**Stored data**
▽

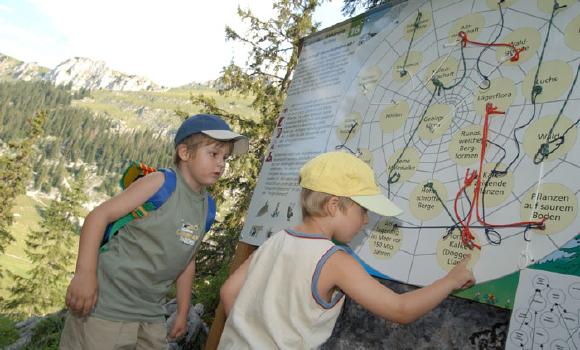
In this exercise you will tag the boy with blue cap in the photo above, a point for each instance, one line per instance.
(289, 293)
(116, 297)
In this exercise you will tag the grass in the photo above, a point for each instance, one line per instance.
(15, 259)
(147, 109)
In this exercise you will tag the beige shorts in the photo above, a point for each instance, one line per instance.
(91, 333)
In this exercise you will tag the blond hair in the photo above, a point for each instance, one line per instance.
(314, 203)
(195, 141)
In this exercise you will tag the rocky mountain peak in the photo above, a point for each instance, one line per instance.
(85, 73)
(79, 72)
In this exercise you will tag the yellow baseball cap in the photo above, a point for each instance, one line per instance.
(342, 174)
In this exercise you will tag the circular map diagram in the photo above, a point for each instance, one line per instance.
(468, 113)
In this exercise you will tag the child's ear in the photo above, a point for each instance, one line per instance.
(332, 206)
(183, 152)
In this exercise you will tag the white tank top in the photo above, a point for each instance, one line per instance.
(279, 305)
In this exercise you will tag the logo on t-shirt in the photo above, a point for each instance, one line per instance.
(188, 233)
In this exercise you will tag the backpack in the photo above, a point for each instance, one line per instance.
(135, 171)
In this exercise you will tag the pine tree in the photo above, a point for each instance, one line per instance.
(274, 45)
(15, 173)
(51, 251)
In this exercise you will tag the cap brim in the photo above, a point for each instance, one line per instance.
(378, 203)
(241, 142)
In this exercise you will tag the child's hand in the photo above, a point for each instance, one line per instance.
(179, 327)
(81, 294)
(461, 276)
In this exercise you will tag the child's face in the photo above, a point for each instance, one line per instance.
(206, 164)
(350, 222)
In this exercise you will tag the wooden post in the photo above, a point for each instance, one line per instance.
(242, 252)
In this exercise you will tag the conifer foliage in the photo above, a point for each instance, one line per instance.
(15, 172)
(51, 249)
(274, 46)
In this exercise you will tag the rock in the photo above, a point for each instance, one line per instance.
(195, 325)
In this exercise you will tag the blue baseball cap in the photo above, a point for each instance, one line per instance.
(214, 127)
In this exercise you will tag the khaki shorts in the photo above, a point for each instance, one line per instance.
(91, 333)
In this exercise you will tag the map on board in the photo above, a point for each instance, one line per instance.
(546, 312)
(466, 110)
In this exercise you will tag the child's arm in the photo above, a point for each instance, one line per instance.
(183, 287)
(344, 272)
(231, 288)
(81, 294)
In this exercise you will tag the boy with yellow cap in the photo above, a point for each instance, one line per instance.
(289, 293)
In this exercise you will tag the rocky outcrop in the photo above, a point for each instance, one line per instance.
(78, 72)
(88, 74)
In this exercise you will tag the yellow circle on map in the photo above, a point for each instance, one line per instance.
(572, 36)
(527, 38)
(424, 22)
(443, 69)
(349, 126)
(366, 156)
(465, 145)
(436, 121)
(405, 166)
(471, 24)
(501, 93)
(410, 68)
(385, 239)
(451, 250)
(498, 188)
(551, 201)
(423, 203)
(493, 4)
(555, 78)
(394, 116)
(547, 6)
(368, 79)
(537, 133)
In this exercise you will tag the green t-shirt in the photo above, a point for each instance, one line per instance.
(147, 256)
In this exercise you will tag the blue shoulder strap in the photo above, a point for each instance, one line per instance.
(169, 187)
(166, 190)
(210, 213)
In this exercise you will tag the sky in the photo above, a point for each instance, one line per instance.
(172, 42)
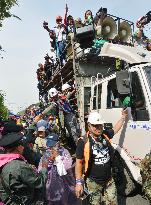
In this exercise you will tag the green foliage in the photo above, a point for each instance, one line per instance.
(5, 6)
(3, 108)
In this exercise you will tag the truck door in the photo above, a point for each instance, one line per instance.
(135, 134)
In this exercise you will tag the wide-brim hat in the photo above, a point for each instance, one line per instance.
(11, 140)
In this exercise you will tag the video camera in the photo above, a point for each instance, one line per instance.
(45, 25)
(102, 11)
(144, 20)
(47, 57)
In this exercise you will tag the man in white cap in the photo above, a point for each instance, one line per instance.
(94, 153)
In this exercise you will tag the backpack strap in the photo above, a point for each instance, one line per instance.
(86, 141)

△

Return every line of the listing above word for word, leaving out the pictures.

**EXERCISE ANSWER**
In this exercise you will tag the boy with blue cap in the photo above, a point for each instance, one line per instance.
(289, 293)
(116, 297)
In this exercise you will tag the grass in the photo above, a point for each instance, one line per instance.
(15, 259)
(147, 109)
In this exercise you will tag the beige shorts in the photo above, a point for each instance, one line per instance.
(91, 333)
In this exercise you will tag the blond hair in the photo above, a point for each instance, one line per instance.
(314, 203)
(195, 141)
In this exercise you will tag the rocky mountain peak in the photo above, a point for each instance, one line per instance.
(85, 73)
(79, 72)
In this exercise you will tag the yellow baseball cap in the photo above, a point for each instance, one line per instance.
(342, 174)
In this exercise you will tag the circular map diagram in the photo above, a point for each instance, one line per instance.
(468, 113)
In this exercise you will tag the child's ear in the photo above, a point for each instance, one line per instance.
(332, 206)
(183, 152)
In this exercise you will tag the white tank top in the photo above, a point for each instance, one line per instance.
(279, 305)
In this exercise you will tag the logo on t-shirt in the photo above, a point for each instance, one line per instance.
(188, 233)
In this exercise you will tag the backpack in the photo above, a point for each instance, one line per instance.
(135, 171)
In this exercise you will tag the pine tree in the photo above, a point for each instance, one line per instance.
(274, 45)
(15, 173)
(51, 251)
In this exercise you will tag the cap brim in the photo above, a point for each instance, one line per instance.
(378, 203)
(241, 142)
In this exercise you will tag the child's hand in the photo above, a point for each instance, one line per instance.
(179, 327)
(81, 294)
(461, 276)
In this exercise you will tag the child's face in the photo above, a point for each instance, one line per instance.
(206, 164)
(350, 222)
In this exercise you will tag the wooden post in the photo above, a point for each instance, one line per instance.
(242, 252)
In this exercise you will tag the conifer foliage in the photo above, a point for each instance, one line per instance.
(15, 172)
(51, 249)
(274, 46)
In this exercise you will tag the rock in the photo above, a point for each instance, one line per instance.
(195, 325)
In this exercise you will tag the blue baseball cap in the photo above, a point for each instance, one line per instance.
(214, 127)
In this exercise you will tag the khaki shorts in the photo above, a point for each instance, one line per instance.
(91, 333)
In this exercise you will tag the map on board in the photo above, a point for each instance, one line per instance.
(546, 312)
(466, 110)
In this exercise you will tag the child's arm in the photo above, a point for each instance, one line per instance.
(183, 287)
(344, 272)
(231, 288)
(81, 294)
In this exercise you will tag the boy with yellow cap in the photo above, a point for each instance, one line per instance.
(289, 293)
In this exercise you will tag the rocky outcrop in the photo above, a point for each instance, one line per instance.
(78, 72)
(88, 74)
In this exercise you will tag the yellow circle on map in the photo above, a point for each instance, one line per instance.
(572, 36)
(527, 38)
(424, 22)
(443, 69)
(349, 126)
(366, 156)
(465, 145)
(436, 121)
(405, 166)
(471, 24)
(501, 93)
(410, 68)
(385, 239)
(451, 250)
(498, 188)
(551, 201)
(423, 203)
(493, 4)
(555, 78)
(394, 116)
(547, 6)
(368, 79)
(537, 133)
In this exercise you will tag the green t-shirt in the photo above, a point for each instance, one line per instance.
(147, 256)
In this exercise you will tag the blue shoulder strap in the photo above, a point for each instance, one line per instance.
(169, 187)
(166, 190)
(210, 213)
In this exercise you will tag the sky in the photo above, a point for each instance, one line per instance.
(172, 42)
In this exercise you will tag the green foliage in the photo above, a point for each instance, one line per instance.
(5, 6)
(3, 108)
In this exercise you will tag the truck door in the photo above, a point for each instance, one line per instance.
(135, 134)
In this exercise you will tag the wide-brim hat in the photo above, a point for each instance, one line per instance.
(11, 140)
In this exercise you will tag the video camera in the photo above, a point for each instance, one line per instance.
(45, 25)
(102, 11)
(144, 20)
(47, 57)
In this exercise you will tag the man in white cap in the photo above, a point for each instance, one line per instance.
(94, 153)
In this exercise you will tag the backpack strap in the photo above, a point for each instance, one line per instance.
(86, 141)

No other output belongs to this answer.